*Tugas Diberikan*
Dalam tulisan tentang kilas bacaan buku 2020, mengapa penulis menjadikan penjelasan David Harvey sebagai penunjuk untuk memahami pemikiran Marx dalam Das Capital?

*Kutipan Terpilih*
□ □ □

Kilas Membaca Buku di Tahun 2020

Pam
6 min readJan 6, 2021

--

sumber gambar: unsplash/photos/sfL_QOnmy00

Tahun berganti, tapi ingatan kesusahan dan kebahagian lainnya tidak lenyap begitu saja. Seperti halnya juga dengan pagebluk yang entah kapan berakhirnya. Begitulah adanya tahun 2020, bertahan hidup seperti sebuah keberuntungan, walaupun usaha keras dan hal-hal lainnya turut mewujudukannya.

Di samping itu semua, karena berhasil bertahan hidup dan memiliki alasan untuk terus bertahan dan memiliki mimpi-mimpi yang belum terwujud saat ini, maka saya akan merayakannya dengan menulis kilas bacaan buku selama satu tahun ke belakang. Tapi tentu saja dipilih lagi mana-mana saja yang begitu istimewa menurut saya. Singkatnya, sebuah usaha untuk mengingat dan seperti merapal mantra untuk menghadapi sesuatu di depan sana.

1. A Companion to Marx’s Capital – David Harvey

Seperti kata Naomi Klein yang memberikan tanggapan mengenai David Harvey yang telah menginspirasi dan memicu revolusi di bidangnya. Begitulah yang terjadi pada diri saya yang ingin sekali mengetahui, memahami tentang krisis ekonomi dan kaitannya dengan politik, maka penjelasan yang ditulis oleh Harvey mengenai pemikiran Karl Marx yang tertuang pada Das Capital Volume I, II, III, merupakan sebentuk penunjuk untuk memahami ekonomi politik. Sebab tidak mudah untuk membaca langsung karya agung Marx itu. Oya, barangkali belum tahu, jika apa yang biasa kita dengar tentang ‘kapitalisme’, ‘kapitalist’, itu sebenarnya merupakan modus produksi. Marx juga ternyata banyak mengiyakan apa yang Adam Smith katakan, dan tentu saja ia mencari jurang atau kontradiksi di dalam argumen Smith. Marx juga terkesan bahwa kapitalisme begitu dinamis. Oleh karenanya kapitalisme selalu merupakan pergerakan, gerak, dan proses dari sirkulasi kapital. Ia tidak melekat pada kebendaan, melainkan proses yang hadir hanya dalam gerak.

□ □ □

*Daftar Tersimpan*
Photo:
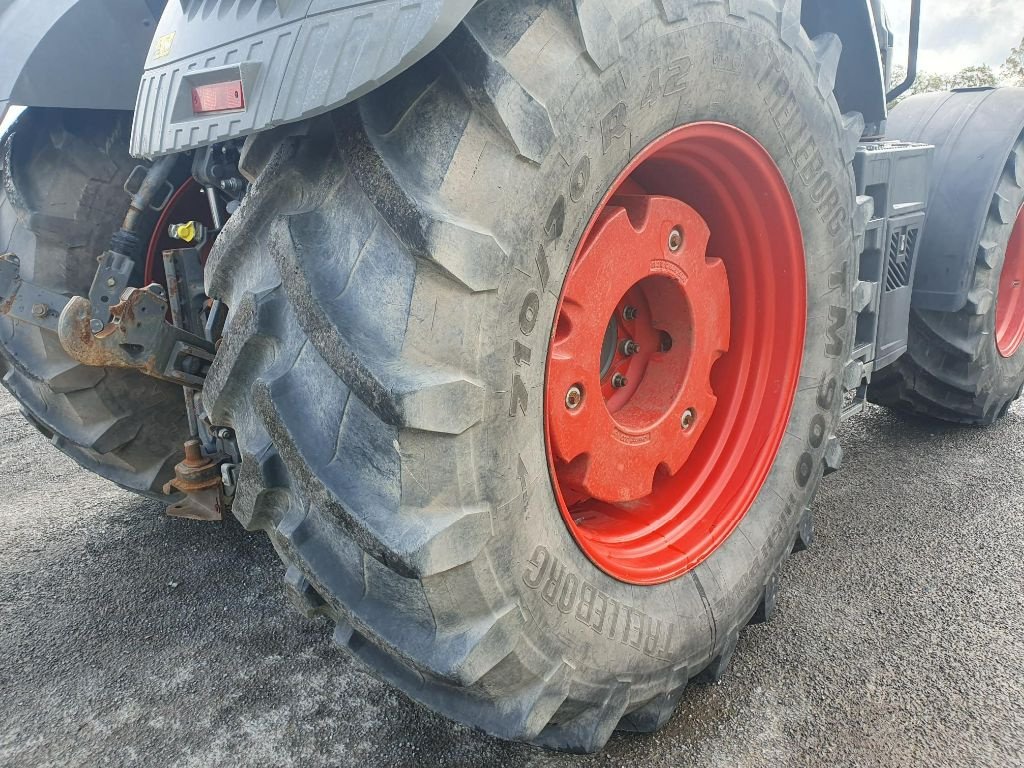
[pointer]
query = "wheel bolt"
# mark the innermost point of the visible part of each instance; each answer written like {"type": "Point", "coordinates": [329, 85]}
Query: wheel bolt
{"type": "Point", "coordinates": [676, 240]}
{"type": "Point", "coordinates": [573, 398]}
{"type": "Point", "coordinates": [689, 416]}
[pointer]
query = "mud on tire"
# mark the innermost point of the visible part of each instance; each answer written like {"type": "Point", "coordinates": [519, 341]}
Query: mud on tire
{"type": "Point", "coordinates": [62, 174]}
{"type": "Point", "coordinates": [392, 278]}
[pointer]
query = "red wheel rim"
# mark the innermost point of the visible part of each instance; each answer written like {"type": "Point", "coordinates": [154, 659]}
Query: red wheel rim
{"type": "Point", "coordinates": [187, 204]}
{"type": "Point", "coordinates": [654, 470]}
{"type": "Point", "coordinates": [1010, 301]}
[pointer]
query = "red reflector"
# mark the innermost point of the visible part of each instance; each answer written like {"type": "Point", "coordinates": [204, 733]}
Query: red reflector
{"type": "Point", "coordinates": [218, 97]}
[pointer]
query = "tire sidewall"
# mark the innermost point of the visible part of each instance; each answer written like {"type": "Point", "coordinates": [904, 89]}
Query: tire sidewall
{"type": "Point", "coordinates": [667, 77]}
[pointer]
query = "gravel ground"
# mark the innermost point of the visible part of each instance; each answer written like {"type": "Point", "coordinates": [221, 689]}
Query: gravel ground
{"type": "Point", "coordinates": [130, 638]}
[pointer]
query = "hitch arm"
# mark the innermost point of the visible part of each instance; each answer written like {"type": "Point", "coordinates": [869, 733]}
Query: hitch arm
{"type": "Point", "coordinates": [137, 337]}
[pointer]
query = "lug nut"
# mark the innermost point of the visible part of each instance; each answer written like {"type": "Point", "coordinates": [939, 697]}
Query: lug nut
{"type": "Point", "coordinates": [689, 416]}
{"type": "Point", "coordinates": [675, 240]}
{"type": "Point", "coordinates": [573, 397]}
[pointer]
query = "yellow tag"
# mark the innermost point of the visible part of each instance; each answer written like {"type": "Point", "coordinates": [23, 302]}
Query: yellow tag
{"type": "Point", "coordinates": [185, 231]}
{"type": "Point", "coordinates": [163, 47]}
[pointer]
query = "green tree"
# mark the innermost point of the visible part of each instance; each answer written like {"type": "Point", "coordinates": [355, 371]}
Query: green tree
{"type": "Point", "coordinates": [976, 76]}
{"type": "Point", "coordinates": [1013, 71]}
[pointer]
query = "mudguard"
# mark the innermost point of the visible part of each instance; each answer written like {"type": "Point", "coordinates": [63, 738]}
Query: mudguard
{"type": "Point", "coordinates": [74, 53]}
{"type": "Point", "coordinates": [290, 59]}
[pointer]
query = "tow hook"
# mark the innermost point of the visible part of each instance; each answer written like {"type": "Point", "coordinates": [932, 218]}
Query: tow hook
{"type": "Point", "coordinates": [200, 477]}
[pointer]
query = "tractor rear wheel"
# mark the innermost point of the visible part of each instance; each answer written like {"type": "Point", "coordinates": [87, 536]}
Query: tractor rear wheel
{"type": "Point", "coordinates": [535, 353]}
{"type": "Point", "coordinates": [61, 199]}
{"type": "Point", "coordinates": [966, 365]}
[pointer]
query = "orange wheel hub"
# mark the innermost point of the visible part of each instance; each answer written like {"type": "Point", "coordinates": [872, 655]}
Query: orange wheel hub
{"type": "Point", "coordinates": [675, 353]}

□ □ □

*Jawaban Tugas*
Karena membaca langsung karya agung Marx itu tidak mudah. Penjelasan Harvey tentang pemikiran Marx dalam Das Capital Volume I, II, dan III menjadi penunjuk bagi penulis untuk memahami ekonomi politik.